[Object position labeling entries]
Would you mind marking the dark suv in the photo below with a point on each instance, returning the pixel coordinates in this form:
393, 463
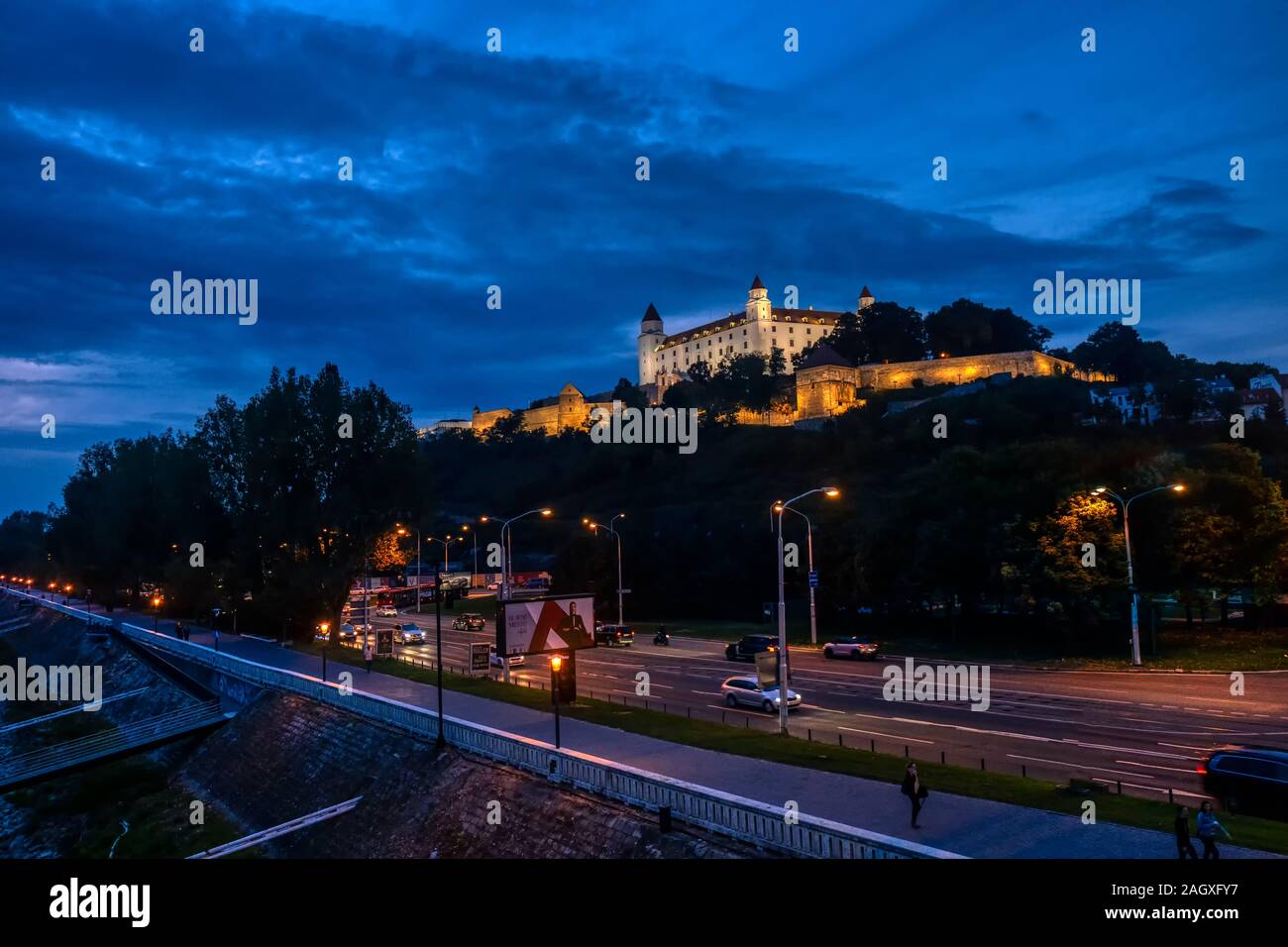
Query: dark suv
1248, 779
750, 646
614, 635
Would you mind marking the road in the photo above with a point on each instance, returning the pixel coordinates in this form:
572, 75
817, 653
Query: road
1146, 732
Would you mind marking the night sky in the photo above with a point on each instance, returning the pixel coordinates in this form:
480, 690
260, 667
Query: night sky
518, 169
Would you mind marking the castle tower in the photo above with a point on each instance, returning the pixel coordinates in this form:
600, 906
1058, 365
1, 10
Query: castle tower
649, 338
758, 302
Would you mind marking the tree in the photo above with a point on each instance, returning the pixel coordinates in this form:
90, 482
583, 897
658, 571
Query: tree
971, 329
890, 333
1119, 351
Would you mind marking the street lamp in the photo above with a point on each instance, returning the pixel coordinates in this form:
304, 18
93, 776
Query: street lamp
809, 547
507, 565
780, 508
596, 527
475, 535
402, 531
1131, 579
555, 678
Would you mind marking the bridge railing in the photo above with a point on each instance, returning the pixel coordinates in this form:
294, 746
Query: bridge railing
746, 819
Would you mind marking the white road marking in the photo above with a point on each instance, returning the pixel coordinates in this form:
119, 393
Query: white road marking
1149, 766
1080, 766
888, 736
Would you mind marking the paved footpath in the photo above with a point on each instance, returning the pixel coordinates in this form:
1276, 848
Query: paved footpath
974, 827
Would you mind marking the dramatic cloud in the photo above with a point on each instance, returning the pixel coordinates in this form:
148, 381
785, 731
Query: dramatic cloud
516, 170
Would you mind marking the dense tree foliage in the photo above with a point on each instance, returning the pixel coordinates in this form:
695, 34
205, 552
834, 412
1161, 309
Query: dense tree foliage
269, 508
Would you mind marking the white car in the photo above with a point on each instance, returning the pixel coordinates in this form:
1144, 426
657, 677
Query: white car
855, 648
746, 692
408, 633
496, 661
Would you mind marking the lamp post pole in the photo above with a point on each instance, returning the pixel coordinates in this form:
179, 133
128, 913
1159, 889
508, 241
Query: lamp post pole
809, 547
1131, 577
782, 605
616, 535
438, 655
507, 565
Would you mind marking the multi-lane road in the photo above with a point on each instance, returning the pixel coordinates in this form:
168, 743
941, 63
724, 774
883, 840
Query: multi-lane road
1145, 731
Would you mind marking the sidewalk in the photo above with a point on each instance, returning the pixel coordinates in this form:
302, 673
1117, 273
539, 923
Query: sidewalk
974, 827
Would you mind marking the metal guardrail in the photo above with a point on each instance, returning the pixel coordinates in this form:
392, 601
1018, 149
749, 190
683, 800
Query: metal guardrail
129, 736
746, 819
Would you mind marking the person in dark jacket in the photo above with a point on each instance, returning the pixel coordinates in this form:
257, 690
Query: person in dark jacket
914, 791
1183, 835
1209, 827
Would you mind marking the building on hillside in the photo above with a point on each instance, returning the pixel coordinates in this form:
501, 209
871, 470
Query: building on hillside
759, 329
828, 384
1260, 402
1275, 382
442, 427
1134, 403
570, 408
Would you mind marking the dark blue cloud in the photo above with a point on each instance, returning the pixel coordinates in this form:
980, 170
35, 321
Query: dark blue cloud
518, 170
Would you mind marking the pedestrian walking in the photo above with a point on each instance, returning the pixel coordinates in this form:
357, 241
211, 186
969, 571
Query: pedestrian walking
914, 791
1183, 835
1209, 827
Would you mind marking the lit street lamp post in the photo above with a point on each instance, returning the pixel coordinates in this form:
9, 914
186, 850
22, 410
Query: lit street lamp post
596, 527
1131, 578
402, 531
809, 547
507, 565
782, 604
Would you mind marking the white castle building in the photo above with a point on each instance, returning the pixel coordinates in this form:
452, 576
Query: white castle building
759, 329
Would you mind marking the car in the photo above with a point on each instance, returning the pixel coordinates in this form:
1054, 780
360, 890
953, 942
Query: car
494, 660
1248, 780
746, 692
750, 646
408, 633
854, 648
614, 635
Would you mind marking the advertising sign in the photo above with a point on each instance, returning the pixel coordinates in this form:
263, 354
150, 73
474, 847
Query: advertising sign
540, 625
767, 671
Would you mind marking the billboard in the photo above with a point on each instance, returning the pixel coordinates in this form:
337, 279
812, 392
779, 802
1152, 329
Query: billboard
540, 625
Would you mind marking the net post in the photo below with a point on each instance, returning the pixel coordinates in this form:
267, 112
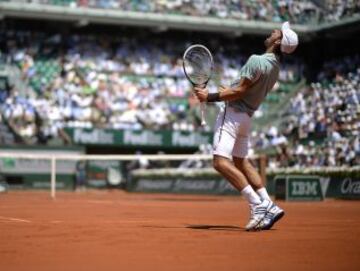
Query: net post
53, 176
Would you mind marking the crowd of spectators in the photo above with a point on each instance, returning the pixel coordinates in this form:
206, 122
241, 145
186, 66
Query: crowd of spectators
302, 12
127, 83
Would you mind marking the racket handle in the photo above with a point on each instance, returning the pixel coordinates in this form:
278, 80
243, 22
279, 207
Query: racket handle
202, 109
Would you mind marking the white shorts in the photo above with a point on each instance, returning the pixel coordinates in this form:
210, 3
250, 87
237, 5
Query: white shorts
231, 136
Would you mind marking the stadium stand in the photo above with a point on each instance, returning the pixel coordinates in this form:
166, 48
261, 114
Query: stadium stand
321, 124
124, 83
301, 12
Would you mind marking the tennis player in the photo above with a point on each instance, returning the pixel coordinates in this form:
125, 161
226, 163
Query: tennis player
231, 139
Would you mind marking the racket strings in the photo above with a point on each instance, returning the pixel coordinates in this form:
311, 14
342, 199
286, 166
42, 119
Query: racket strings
198, 65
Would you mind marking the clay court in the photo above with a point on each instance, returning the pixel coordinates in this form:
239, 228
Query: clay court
112, 230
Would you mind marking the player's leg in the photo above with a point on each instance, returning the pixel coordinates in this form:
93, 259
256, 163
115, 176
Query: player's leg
275, 213
223, 145
227, 169
253, 177
226, 131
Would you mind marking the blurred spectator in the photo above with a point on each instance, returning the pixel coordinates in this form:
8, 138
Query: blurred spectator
301, 12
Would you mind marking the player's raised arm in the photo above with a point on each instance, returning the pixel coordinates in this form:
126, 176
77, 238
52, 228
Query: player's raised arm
225, 93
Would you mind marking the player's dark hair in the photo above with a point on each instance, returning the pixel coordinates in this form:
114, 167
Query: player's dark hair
277, 50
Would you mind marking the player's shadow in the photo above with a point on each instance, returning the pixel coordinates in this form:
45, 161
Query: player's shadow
215, 227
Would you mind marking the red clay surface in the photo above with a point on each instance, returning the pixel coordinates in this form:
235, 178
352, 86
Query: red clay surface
112, 230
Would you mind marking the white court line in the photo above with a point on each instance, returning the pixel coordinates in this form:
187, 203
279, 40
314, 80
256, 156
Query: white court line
15, 219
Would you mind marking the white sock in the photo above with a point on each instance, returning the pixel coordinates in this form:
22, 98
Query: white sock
263, 194
250, 195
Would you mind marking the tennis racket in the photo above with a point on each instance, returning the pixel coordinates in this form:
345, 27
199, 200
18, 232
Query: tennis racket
198, 67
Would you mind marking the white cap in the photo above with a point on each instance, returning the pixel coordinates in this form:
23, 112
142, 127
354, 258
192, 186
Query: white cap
290, 39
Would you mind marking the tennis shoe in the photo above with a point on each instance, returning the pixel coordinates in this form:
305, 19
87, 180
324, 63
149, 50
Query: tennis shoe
271, 217
257, 214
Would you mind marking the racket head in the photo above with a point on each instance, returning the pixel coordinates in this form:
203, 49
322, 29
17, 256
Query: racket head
198, 64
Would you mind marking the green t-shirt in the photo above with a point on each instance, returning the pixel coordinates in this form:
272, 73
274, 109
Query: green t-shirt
263, 71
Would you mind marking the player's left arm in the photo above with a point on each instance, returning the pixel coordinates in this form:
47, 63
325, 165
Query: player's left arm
225, 93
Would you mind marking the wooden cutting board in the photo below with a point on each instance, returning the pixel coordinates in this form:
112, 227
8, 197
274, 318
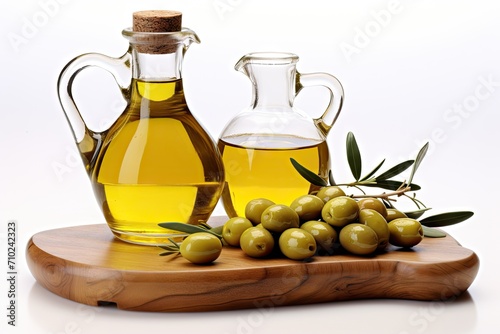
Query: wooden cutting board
88, 265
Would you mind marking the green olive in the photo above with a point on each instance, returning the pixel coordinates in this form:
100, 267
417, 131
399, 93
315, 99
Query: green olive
233, 228
377, 222
323, 233
358, 239
394, 213
327, 193
201, 247
340, 211
297, 244
254, 209
308, 207
405, 232
257, 242
279, 217
373, 203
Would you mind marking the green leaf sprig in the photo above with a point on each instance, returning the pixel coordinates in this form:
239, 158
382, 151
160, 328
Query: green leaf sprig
173, 247
386, 181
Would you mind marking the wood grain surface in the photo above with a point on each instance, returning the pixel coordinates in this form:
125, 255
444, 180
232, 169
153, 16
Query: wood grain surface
88, 265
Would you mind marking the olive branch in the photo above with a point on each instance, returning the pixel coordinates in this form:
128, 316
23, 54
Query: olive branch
385, 181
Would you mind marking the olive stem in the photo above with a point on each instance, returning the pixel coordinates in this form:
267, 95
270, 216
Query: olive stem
385, 196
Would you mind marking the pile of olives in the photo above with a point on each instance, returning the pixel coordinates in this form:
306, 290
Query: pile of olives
323, 223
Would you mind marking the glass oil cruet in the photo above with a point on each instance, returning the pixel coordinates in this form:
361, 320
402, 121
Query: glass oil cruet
257, 145
155, 163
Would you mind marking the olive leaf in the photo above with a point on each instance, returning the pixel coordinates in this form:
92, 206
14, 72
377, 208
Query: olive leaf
353, 156
367, 176
417, 213
396, 170
391, 185
331, 179
172, 248
446, 219
430, 232
418, 160
187, 228
307, 174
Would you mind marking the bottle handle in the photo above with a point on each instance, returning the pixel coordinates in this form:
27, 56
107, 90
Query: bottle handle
330, 115
119, 69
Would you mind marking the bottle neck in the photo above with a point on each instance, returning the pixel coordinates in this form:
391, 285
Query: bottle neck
273, 85
157, 67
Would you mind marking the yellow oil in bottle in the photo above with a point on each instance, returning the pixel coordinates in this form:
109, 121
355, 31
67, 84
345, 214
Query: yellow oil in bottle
157, 165
255, 172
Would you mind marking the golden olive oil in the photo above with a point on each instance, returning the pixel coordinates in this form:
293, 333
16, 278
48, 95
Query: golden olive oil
157, 164
253, 171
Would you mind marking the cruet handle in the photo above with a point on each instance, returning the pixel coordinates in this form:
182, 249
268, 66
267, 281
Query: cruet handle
119, 69
330, 115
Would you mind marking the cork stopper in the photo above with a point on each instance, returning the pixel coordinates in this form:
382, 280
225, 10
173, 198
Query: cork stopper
157, 21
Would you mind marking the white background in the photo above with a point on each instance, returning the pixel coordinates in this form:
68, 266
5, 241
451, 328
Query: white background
415, 64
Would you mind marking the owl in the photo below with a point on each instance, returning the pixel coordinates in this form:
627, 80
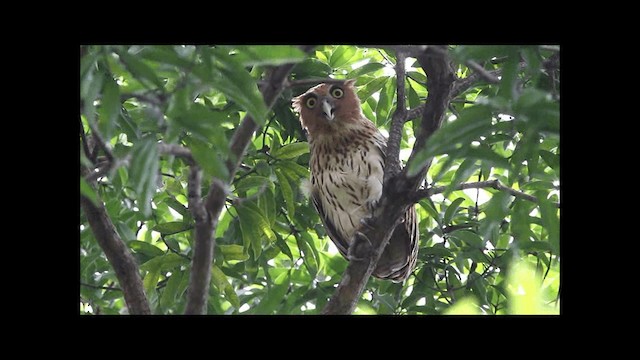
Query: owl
347, 168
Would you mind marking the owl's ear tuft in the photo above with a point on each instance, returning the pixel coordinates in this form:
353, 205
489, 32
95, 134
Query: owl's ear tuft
296, 103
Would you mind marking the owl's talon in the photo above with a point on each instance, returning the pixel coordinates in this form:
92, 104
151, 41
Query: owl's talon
367, 222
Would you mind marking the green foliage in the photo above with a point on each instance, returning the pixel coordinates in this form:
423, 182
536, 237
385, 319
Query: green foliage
482, 251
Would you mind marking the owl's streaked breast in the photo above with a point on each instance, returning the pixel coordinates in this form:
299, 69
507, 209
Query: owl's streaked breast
348, 173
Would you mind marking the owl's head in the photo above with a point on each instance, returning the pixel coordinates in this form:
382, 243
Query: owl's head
327, 108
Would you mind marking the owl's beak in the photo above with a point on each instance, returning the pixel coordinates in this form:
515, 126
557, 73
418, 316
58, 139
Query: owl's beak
328, 109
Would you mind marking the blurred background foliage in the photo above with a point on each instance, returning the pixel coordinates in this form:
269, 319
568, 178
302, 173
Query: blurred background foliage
482, 251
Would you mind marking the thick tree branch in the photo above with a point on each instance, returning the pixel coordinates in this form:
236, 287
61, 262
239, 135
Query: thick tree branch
119, 256
396, 197
205, 227
392, 162
493, 184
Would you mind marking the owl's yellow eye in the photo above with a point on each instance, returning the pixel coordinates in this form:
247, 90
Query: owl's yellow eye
311, 102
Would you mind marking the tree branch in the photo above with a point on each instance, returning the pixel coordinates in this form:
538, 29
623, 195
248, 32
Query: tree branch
494, 184
311, 82
396, 195
100, 287
392, 161
482, 72
460, 86
119, 256
207, 223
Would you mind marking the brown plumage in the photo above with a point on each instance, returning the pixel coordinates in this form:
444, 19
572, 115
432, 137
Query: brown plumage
347, 168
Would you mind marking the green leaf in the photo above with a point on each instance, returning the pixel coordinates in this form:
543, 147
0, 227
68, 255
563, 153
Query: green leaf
151, 278
364, 69
143, 172
291, 151
473, 122
165, 262
431, 210
170, 291
419, 77
177, 206
466, 168
201, 121
438, 251
231, 296
307, 254
109, 107
535, 246
233, 252
551, 159
145, 248
139, 69
487, 156
124, 231
87, 191
383, 108
311, 68
259, 183
287, 192
538, 185
275, 295
283, 246
234, 81
292, 167
208, 159
468, 237
551, 221
366, 91
452, 210
170, 228
267, 204
165, 54
253, 225
341, 56
269, 55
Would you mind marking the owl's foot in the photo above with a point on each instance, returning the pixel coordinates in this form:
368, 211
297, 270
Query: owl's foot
367, 222
360, 248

#### EXERCISE OBJECTIVE
Each line from the one containing "Would you mind marking the owl's foot" to the final line of the entries above must be returned exactly, and no other line may appear.

#### TASK SOLUTION
Would you mind marking the owl's foot in the photo above with a point on each instance, returning the pixel coordinates in this form:
368, 211
297, 270
Query: owl's foot
367, 222
360, 248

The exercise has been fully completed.